**Problem:**
Render the lines from the start of the material up to and including the line with "column 342, row 334" as a JSON list of strings, one string per line, omitting blank lines and any pictures.

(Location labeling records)
________________________________________
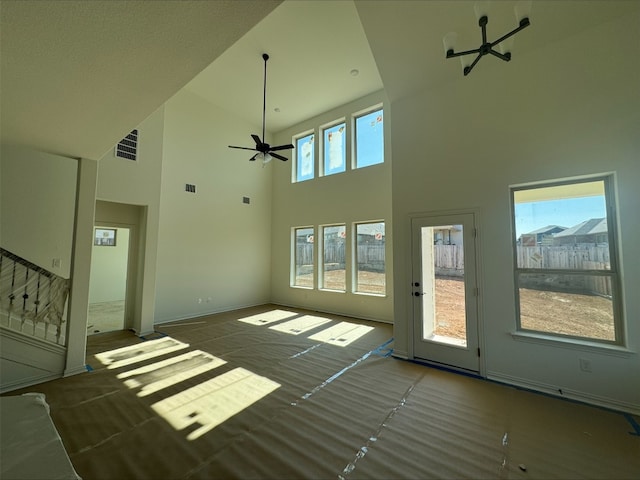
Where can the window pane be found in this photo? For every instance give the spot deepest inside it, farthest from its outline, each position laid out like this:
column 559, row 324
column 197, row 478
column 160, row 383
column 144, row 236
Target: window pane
column 333, row 261
column 335, row 149
column 369, row 139
column 370, row 258
column 562, row 227
column 304, row 257
column 304, row 158
column 576, row 305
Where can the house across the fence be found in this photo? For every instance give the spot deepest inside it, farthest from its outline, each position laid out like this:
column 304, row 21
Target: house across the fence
column 593, row 230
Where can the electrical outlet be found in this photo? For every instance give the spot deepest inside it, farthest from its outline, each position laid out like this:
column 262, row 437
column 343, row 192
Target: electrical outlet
column 585, row 365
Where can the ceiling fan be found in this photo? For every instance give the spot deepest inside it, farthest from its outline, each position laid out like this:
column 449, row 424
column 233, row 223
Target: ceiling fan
column 265, row 151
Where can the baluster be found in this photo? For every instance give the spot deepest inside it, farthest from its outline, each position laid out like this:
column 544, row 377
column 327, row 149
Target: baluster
column 12, row 295
column 25, row 296
column 37, row 303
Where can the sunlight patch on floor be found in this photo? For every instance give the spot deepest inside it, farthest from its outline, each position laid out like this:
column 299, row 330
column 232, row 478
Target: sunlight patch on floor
column 268, row 317
column 159, row 375
column 212, row 402
column 300, row 325
column 121, row 357
column 342, row 334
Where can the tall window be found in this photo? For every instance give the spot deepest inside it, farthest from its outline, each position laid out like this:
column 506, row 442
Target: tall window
column 369, row 139
column 333, row 257
column 566, row 269
column 303, row 239
column 370, row 275
column 305, row 158
column 335, row 149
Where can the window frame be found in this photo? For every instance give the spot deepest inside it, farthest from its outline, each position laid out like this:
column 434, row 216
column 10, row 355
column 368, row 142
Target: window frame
column 296, row 163
column 294, row 258
column 613, row 273
column 323, row 146
column 322, row 259
column 356, row 263
column 354, row 118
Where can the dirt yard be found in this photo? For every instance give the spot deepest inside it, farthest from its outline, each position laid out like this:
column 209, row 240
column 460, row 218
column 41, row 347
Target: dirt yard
column 564, row 313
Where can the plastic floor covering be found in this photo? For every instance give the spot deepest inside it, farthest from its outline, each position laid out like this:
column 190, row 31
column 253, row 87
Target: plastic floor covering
column 277, row 393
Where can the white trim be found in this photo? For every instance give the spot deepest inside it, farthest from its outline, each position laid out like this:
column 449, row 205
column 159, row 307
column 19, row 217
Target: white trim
column 569, row 394
column 575, row 344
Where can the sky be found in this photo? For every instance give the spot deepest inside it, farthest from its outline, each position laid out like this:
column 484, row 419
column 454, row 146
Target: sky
column 565, row 213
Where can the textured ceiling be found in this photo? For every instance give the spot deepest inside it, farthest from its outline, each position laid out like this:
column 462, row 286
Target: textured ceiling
column 76, row 76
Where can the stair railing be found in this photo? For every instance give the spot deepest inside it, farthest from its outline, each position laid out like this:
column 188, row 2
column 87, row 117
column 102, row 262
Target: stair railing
column 32, row 295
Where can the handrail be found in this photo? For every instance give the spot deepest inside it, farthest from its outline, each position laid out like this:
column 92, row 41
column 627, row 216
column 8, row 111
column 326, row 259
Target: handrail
column 31, row 294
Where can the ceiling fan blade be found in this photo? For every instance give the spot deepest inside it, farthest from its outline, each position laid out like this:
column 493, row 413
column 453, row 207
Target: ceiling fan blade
column 243, row 148
column 281, row 147
column 279, row 157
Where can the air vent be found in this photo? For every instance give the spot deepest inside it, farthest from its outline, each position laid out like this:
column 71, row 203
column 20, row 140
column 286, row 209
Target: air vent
column 128, row 146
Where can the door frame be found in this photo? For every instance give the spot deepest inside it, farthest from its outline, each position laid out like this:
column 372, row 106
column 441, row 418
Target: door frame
column 131, row 273
column 412, row 330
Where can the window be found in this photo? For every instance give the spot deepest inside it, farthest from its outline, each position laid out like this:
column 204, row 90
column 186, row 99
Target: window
column 333, row 257
column 370, row 275
column 565, row 260
column 305, row 158
column 335, row 149
column 369, row 133
column 303, row 257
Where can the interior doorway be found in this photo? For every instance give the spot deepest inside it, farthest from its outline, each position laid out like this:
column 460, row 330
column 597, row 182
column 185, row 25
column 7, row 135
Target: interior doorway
column 444, row 289
column 108, row 282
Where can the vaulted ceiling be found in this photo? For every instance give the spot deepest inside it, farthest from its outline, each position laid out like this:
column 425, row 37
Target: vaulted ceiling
column 76, row 75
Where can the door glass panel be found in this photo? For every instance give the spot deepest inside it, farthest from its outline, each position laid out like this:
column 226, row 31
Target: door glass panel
column 443, row 286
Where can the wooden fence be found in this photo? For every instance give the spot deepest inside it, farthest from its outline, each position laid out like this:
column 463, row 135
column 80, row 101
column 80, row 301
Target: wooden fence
column 370, row 257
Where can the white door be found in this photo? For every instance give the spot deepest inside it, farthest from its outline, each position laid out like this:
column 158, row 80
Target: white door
column 444, row 290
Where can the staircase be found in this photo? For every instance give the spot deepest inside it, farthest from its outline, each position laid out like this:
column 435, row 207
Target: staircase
column 33, row 305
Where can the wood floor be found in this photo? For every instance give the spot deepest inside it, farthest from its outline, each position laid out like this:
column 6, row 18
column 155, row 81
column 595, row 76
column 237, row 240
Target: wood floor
column 277, row 393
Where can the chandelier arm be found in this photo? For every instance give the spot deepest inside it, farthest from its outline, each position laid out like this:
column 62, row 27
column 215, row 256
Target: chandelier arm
column 451, row 53
column 523, row 24
column 506, row 57
column 467, row 70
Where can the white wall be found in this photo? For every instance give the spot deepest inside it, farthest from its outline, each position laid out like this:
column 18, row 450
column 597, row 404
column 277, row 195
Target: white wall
column 569, row 109
column 37, row 207
column 139, row 183
column 353, row 196
column 213, row 250
column 109, row 269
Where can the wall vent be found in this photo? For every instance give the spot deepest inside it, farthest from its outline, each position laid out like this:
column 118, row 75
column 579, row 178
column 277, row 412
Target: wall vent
column 128, row 146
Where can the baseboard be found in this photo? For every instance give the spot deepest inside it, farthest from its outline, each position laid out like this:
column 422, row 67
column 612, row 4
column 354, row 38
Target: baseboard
column 566, row 394
column 28, row 382
column 202, row 315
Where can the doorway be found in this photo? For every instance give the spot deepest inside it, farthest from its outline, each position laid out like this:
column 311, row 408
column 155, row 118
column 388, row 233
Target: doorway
column 444, row 290
column 108, row 282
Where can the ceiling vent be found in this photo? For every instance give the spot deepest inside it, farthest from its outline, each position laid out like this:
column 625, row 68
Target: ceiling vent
column 128, row 146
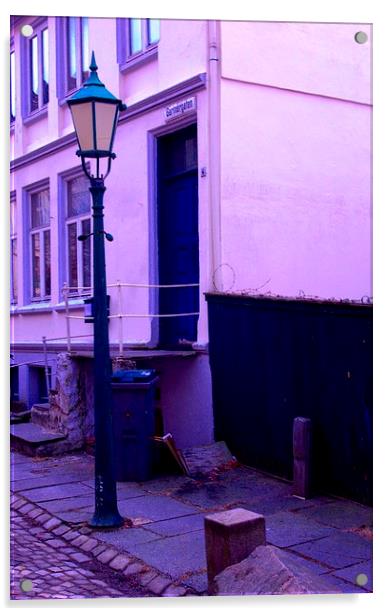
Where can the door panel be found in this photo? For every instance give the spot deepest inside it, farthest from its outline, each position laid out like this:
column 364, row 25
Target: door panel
column 178, row 242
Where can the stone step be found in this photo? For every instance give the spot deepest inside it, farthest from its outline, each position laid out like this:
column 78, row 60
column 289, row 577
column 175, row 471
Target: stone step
column 40, row 415
column 33, row 440
column 20, row 417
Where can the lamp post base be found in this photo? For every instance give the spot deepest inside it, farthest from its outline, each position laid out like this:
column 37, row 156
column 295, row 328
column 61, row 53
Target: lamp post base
column 106, row 521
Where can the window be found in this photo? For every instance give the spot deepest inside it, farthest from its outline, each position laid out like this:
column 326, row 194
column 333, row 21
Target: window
column 12, row 103
column 39, row 203
column 78, row 222
column 36, row 56
column 137, row 40
column 74, row 58
column 13, row 254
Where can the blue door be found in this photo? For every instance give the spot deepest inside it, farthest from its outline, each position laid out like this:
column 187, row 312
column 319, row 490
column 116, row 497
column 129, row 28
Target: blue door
column 178, row 239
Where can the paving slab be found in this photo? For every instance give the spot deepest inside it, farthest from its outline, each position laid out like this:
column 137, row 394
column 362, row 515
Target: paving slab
column 298, row 562
column 178, row 526
column 339, row 550
column 124, row 490
column 161, row 485
column 341, row 514
column 49, row 478
column 125, row 538
column 286, row 529
column 344, row 587
column 69, row 504
column 174, row 556
column 154, row 508
column 75, row 517
column 198, row 581
column 56, row 492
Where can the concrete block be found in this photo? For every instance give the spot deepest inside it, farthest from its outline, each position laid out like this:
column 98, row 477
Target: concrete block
column 302, row 457
column 230, row 536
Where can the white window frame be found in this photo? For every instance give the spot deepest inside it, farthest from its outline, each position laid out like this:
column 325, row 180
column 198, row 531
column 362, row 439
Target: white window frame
column 40, row 231
column 148, row 51
column 38, row 27
column 13, row 238
column 12, row 85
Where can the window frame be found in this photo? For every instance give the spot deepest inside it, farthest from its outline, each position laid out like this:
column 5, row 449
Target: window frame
column 62, row 56
column 29, row 297
column 64, row 222
column 13, row 238
column 38, row 26
column 12, row 84
column 149, row 50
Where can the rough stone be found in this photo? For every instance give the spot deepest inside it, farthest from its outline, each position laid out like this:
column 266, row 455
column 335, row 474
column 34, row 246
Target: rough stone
column 158, row 584
column 120, row 562
column 174, row 591
column 107, row 555
column 230, row 536
column 89, row 545
column 268, row 571
column 51, row 524
column 134, row 569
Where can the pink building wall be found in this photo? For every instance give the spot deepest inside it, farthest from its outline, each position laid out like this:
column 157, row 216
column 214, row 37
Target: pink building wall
column 284, row 172
column 296, row 159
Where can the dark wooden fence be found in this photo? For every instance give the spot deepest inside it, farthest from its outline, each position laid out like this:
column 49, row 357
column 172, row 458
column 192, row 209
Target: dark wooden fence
column 276, row 359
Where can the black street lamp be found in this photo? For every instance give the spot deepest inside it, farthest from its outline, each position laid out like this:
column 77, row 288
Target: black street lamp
column 95, row 113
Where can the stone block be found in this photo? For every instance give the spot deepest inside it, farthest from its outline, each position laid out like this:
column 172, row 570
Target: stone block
column 268, row 571
column 230, row 536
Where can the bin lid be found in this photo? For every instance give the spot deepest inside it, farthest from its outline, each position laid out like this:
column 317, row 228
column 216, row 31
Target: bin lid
column 133, row 376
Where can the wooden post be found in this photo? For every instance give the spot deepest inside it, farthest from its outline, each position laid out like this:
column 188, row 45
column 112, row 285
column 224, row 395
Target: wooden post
column 302, row 457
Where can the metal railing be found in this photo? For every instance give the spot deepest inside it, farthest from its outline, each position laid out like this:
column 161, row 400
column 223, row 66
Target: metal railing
column 67, row 295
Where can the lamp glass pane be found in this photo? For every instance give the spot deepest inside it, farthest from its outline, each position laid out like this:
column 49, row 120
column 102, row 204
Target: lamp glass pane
column 105, row 124
column 83, row 124
column 85, row 47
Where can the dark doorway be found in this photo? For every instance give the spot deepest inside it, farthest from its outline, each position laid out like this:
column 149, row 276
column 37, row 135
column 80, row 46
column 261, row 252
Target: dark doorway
column 178, row 239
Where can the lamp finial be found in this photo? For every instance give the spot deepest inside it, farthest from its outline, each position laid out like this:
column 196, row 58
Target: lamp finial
column 93, row 66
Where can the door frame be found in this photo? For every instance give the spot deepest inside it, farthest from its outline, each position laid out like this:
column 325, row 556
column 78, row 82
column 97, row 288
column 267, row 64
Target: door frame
column 152, row 154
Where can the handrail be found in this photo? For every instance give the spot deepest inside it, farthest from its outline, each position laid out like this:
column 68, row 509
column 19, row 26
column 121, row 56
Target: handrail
column 67, row 294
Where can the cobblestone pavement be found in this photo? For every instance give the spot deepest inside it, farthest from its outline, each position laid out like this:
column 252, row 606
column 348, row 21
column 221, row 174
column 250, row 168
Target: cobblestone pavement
column 43, row 566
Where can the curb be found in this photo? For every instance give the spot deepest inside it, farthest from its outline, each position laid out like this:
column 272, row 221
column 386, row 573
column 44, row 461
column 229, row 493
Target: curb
column 152, row 580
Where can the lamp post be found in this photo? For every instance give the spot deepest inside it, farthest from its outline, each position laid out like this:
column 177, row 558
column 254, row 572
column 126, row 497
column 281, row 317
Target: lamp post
column 95, row 114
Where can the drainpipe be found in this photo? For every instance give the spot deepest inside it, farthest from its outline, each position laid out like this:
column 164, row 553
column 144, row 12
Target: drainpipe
column 215, row 273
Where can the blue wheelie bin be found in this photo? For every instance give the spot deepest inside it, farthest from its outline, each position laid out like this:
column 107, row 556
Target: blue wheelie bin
column 133, row 418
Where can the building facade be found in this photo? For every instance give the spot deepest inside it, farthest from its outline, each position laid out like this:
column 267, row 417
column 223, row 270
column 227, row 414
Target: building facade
column 243, row 166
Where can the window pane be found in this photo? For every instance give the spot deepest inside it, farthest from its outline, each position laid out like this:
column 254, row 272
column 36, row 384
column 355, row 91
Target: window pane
column 135, row 36
column 35, row 247
column 14, row 271
column 45, row 66
column 46, row 239
column 72, row 255
column 86, row 254
column 34, row 79
column 78, row 196
column 85, row 47
column 40, row 209
column 153, row 31
column 12, row 88
column 72, row 52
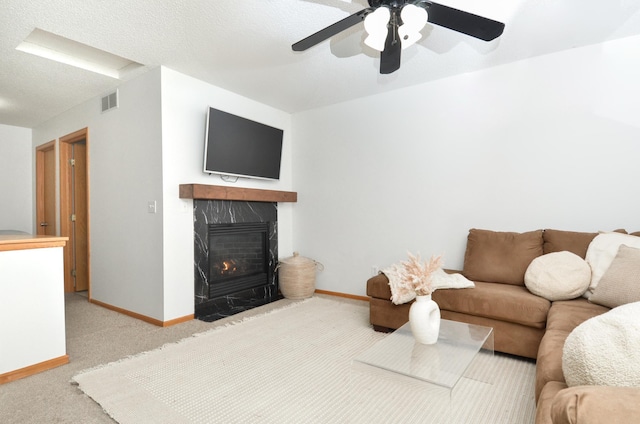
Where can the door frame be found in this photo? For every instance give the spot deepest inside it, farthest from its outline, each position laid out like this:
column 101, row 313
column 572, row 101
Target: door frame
column 40, row 177
column 65, row 149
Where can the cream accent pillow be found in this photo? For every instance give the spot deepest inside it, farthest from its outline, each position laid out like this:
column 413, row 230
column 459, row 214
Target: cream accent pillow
column 558, row 276
column 601, row 252
column 604, row 350
column 621, row 283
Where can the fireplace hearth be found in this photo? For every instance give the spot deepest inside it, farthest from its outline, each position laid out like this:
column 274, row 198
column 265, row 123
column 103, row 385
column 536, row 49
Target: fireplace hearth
column 238, row 257
column 236, row 252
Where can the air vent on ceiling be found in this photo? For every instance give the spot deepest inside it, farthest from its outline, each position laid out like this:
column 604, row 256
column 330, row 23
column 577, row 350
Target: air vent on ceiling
column 110, row 101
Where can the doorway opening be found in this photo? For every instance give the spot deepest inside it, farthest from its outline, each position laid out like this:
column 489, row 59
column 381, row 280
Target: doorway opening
column 74, row 210
column 46, row 189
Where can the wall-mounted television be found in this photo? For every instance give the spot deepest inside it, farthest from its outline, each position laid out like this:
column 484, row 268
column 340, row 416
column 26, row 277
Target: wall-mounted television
column 239, row 147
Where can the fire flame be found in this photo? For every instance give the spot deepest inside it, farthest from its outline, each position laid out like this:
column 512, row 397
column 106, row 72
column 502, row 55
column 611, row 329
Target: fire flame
column 228, row 267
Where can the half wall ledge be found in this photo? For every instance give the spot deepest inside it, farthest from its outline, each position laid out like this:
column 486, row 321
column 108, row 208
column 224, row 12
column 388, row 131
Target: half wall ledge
column 214, row 192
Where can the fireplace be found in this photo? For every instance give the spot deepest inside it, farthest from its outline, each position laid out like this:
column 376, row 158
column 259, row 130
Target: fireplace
column 236, row 252
column 238, row 257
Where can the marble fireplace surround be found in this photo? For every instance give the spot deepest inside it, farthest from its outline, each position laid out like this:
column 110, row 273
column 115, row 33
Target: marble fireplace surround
column 225, row 205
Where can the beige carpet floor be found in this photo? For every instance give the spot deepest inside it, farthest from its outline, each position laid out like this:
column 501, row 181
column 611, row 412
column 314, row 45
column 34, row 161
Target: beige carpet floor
column 95, row 336
column 293, row 365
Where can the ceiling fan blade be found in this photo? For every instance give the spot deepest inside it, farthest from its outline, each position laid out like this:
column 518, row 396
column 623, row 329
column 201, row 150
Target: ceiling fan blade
column 331, row 30
column 467, row 23
column 390, row 56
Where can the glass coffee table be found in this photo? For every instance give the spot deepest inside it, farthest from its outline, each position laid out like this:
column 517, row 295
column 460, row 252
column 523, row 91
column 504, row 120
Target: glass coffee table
column 441, row 365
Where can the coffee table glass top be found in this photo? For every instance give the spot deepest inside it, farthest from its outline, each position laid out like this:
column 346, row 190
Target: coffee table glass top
column 442, row 363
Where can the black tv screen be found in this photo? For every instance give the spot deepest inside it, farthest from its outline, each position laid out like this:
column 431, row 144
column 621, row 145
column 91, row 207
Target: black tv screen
column 240, row 147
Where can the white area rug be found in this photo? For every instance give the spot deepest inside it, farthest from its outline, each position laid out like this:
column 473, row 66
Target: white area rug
column 293, row 365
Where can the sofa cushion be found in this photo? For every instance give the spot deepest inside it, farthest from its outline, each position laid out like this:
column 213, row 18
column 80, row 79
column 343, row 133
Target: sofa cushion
column 604, row 350
column 572, row 241
column 596, row 405
column 558, row 276
column 601, row 252
column 500, row 257
column 496, row 301
column 620, row 284
column 563, row 317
________________________________________
**Final result:**
[
  "Where can the window pane be found in this photo? For every instance give the spot deepest inside it, farthest from its outline, each position laid out like this:",
  "column 559, row 324",
  "column 197, row 478",
  "column 160, row 383",
  "column 144, row 236",
  "Target: window pane",
  "column 333, row 261",
  "column 335, row 149",
  "column 369, row 139",
  "column 370, row 258",
  "column 562, row 227",
  "column 304, row 257",
  "column 304, row 158",
  "column 576, row 305",
  "Where can the house across the fence be found in this photo? For every instance give the spot deepest inside it, farthest from its outline, each position laid out like this:",
  "column 304, row 21",
  "Target: house across the fence",
  "column 593, row 230",
  "Where can the electrical outlet be found in this photo? For every instance give the spot deepest inside it, farthest from its outline, each position laid out like this:",
  "column 262, row 437",
  "column 343, row 192",
  "Target: electrical outlet",
  "column 585, row 365",
  "Where can the ceiling fan be found in this photo? For every instance give the spot deepest inside it, farthest from its outline, each position laid out like this:",
  "column 449, row 424",
  "column 233, row 223",
  "Target: ceiling fan",
  "column 265, row 151",
  "Where can the baluster be found in this photo? For every instance give the spot deepest inside it, farthest from its outline, each position laid out like this:",
  "column 544, row 377",
  "column 327, row 149",
  "Target: baluster",
  "column 12, row 295",
  "column 25, row 296",
  "column 37, row 303",
  "Where can the sunlight patch on floor be found in this photo? For every instance give the spot deepest inside it, farthest from its outline, each position laid out like this:",
  "column 299, row 330",
  "column 232, row 478",
  "Target: sunlight patch on floor",
  "column 268, row 317",
  "column 159, row 375",
  "column 212, row 402",
  "column 300, row 325",
  "column 121, row 357",
  "column 342, row 334"
]